> **WHAT TO PRODUCE**: For this exercise, write out each entry below exactly as it reads.
::::::::
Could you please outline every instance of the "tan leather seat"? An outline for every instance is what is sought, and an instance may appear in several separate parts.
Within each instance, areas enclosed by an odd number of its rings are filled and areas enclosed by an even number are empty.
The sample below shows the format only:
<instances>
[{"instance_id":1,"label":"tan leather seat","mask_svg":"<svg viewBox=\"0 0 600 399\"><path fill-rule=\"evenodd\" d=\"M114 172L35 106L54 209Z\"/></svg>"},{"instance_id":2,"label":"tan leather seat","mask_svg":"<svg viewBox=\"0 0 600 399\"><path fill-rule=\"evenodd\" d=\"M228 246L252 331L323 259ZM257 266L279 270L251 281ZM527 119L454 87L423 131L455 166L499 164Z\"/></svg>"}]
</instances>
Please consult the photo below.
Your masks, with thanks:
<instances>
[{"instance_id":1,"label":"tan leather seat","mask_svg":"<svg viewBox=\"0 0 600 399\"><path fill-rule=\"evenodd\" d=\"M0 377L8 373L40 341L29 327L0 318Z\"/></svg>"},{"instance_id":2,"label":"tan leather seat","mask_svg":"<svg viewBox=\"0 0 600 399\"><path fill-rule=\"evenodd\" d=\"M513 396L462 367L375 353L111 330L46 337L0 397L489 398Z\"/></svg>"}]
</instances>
::::::::
> **REPLY TO THE TASK**:
Could you please outline every instance of the "tan leather seat"? An outline for every instance is what is sought, and an instance may appear in several separate parts.
Within each instance, areas enclosed by an odd number of its rings are filled and areas enclosed by an even number are empty.
The sample below shows the format only:
<instances>
[{"instance_id":1,"label":"tan leather seat","mask_svg":"<svg viewBox=\"0 0 600 399\"><path fill-rule=\"evenodd\" d=\"M114 172L35 106L54 209Z\"/></svg>"},{"instance_id":2,"label":"tan leather seat","mask_svg":"<svg viewBox=\"0 0 600 399\"><path fill-rule=\"evenodd\" d=\"M228 246L252 331L323 259ZM257 266L279 270L251 281ZM527 119L454 87L423 131L455 166L499 164Z\"/></svg>"}]
</instances>
Please consult the photo below.
Your masks, with thanks:
<instances>
[{"instance_id":1,"label":"tan leather seat","mask_svg":"<svg viewBox=\"0 0 600 399\"><path fill-rule=\"evenodd\" d=\"M0 377L8 373L40 341L29 327L0 318Z\"/></svg>"},{"instance_id":2,"label":"tan leather seat","mask_svg":"<svg viewBox=\"0 0 600 399\"><path fill-rule=\"evenodd\" d=\"M513 396L462 367L375 353L111 330L46 337L0 397L489 398Z\"/></svg>"}]
</instances>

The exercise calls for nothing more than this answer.